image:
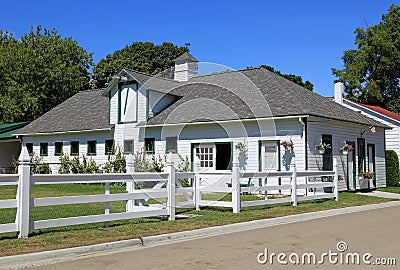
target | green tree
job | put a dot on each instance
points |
(291, 77)
(371, 72)
(39, 71)
(141, 56)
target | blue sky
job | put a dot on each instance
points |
(306, 38)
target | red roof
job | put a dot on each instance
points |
(382, 111)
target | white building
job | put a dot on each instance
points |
(206, 116)
(386, 117)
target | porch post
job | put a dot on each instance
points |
(235, 183)
(336, 179)
(24, 194)
(294, 182)
(171, 188)
(131, 185)
(197, 194)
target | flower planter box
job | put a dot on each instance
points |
(363, 182)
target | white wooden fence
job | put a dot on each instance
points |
(166, 187)
(239, 178)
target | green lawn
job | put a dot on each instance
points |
(71, 236)
(390, 189)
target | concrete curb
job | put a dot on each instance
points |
(40, 258)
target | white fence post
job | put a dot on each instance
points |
(106, 204)
(235, 183)
(197, 180)
(336, 179)
(24, 194)
(131, 185)
(171, 188)
(294, 183)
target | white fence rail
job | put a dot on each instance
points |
(166, 186)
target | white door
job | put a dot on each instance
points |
(350, 167)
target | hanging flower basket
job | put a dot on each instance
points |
(346, 149)
(321, 147)
(288, 145)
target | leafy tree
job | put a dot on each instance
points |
(371, 72)
(291, 77)
(141, 56)
(39, 71)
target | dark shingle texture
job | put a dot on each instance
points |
(154, 83)
(86, 110)
(247, 94)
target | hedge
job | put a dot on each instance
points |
(392, 169)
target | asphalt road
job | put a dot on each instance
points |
(375, 231)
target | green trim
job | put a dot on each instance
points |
(171, 150)
(72, 144)
(56, 145)
(373, 161)
(107, 149)
(91, 144)
(29, 147)
(146, 144)
(109, 109)
(147, 104)
(260, 142)
(353, 144)
(133, 146)
(305, 142)
(192, 145)
(359, 142)
(44, 149)
(119, 102)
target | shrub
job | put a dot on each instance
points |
(392, 169)
(37, 165)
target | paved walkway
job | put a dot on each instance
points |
(373, 232)
(381, 194)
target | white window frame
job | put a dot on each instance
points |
(270, 144)
(204, 146)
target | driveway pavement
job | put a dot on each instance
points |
(373, 231)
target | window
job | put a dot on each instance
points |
(270, 155)
(127, 102)
(74, 148)
(327, 157)
(29, 147)
(206, 156)
(128, 146)
(44, 147)
(109, 147)
(223, 156)
(58, 148)
(171, 145)
(149, 145)
(91, 151)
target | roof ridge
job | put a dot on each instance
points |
(153, 76)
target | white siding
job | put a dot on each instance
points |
(250, 133)
(67, 138)
(392, 135)
(114, 106)
(341, 132)
(158, 102)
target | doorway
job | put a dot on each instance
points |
(351, 168)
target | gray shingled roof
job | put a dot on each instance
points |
(186, 56)
(86, 110)
(249, 94)
(154, 83)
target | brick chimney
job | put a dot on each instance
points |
(186, 67)
(339, 89)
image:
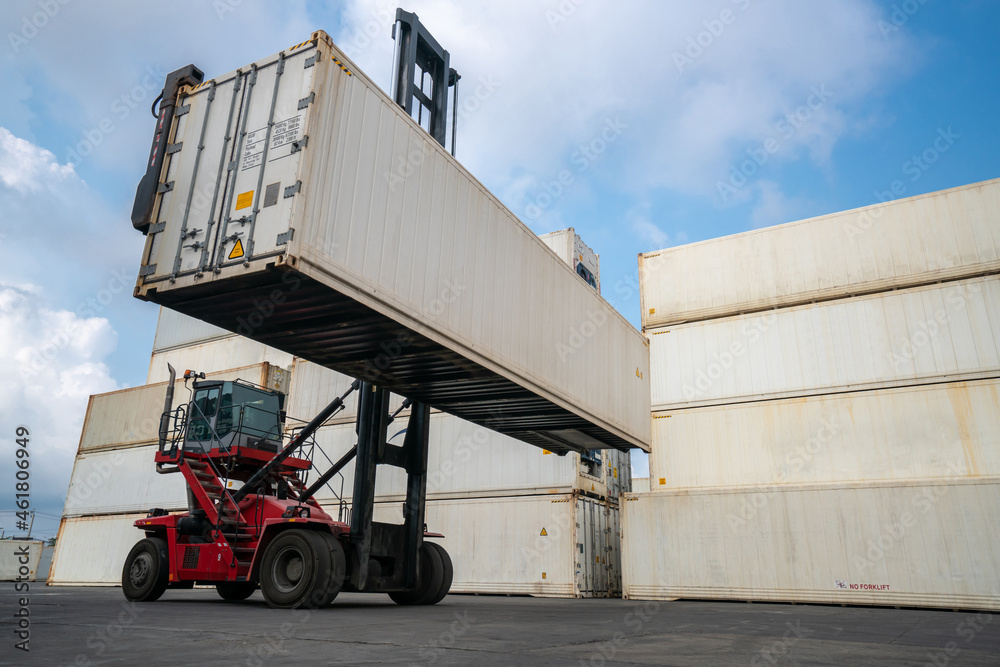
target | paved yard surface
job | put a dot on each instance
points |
(96, 626)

──────────

What to produce
Above are records to transcribe exactly; leave their pictures out.

Response below
image:
target | green tree
job | put a dot on each instance
points |
(291, 77)
(371, 72)
(39, 71)
(141, 56)
target | blue sky
job | put a dot on each instance
points |
(306, 38)
target | red roof
job | put a dot on each instance
points |
(382, 111)
target | white building
job | put a dot on each instance
points |
(206, 116)
(386, 117)
target | porch post
job | put a dot on each instance
points |
(235, 183)
(336, 179)
(24, 194)
(294, 182)
(171, 188)
(131, 185)
(197, 194)
target | flower planter box
job | put a dot on each instance
points |
(363, 182)
target | white wooden fence
job | put a dot on each instance
points |
(166, 187)
(239, 178)
target | green lawn
job | put a dot on each instance
points |
(71, 236)
(390, 189)
target | concrete curb
job | put a dot on each instance
points |
(40, 258)
target | white fence post
job | put a dot on each instance
points |
(106, 204)
(235, 183)
(197, 180)
(336, 179)
(24, 194)
(131, 185)
(171, 188)
(294, 183)
target | white fence rail
job | put a dot on each instance
points |
(166, 186)
target | white door
job | put a dot on each instance
points |
(350, 167)
target | hanging flower basket
job | put a dot on each instance
points |
(346, 149)
(321, 147)
(288, 145)
target | leafy tree
job | put a dot on each instance
points |
(371, 72)
(291, 77)
(141, 56)
(39, 71)
target | dark shingle texture
job | put a dot on each instance
points |
(154, 83)
(86, 110)
(247, 94)
target | hedge
job | put a dot on each instance
points |
(392, 169)
target | asphalt road
job | put a dot on each instance
points |
(375, 231)
target | green trim
job | put a dot on each instance
points |
(171, 150)
(72, 144)
(56, 145)
(373, 161)
(107, 149)
(91, 144)
(29, 147)
(146, 144)
(109, 109)
(147, 104)
(260, 142)
(353, 144)
(133, 146)
(305, 142)
(192, 145)
(359, 142)
(44, 149)
(119, 102)
target | shrub
job | put a dot on each instance
points |
(392, 169)
(37, 165)
target | paved walkway
job | put a dot on each instance
points |
(373, 232)
(381, 194)
target | white window frame
job | put a dot on each instance
points |
(270, 144)
(204, 146)
target | driveway pavement
job | put a dot on each instance
points |
(373, 231)
target | window
job | put a dot on each instance
points |
(270, 155)
(127, 102)
(74, 148)
(327, 157)
(29, 147)
(206, 156)
(128, 146)
(44, 147)
(109, 147)
(223, 156)
(58, 148)
(171, 145)
(149, 145)
(91, 151)
target | roof ridge
job | put a dot on each instance
points |
(153, 76)
target | white siding
job | put a dot on each instance
points |
(250, 133)
(67, 138)
(392, 135)
(114, 106)
(341, 132)
(158, 102)
target | doorway
job | put a dot on each instance
points |
(351, 168)
target | gray shingled roof
job | put a dot on each instance
points |
(186, 56)
(86, 110)
(249, 94)
(154, 83)
target | brick chimney
job | put a dot on each instance
points |
(186, 67)
(339, 89)
image:
target | paved yard surface
job | put a dot on each instance
points |
(96, 626)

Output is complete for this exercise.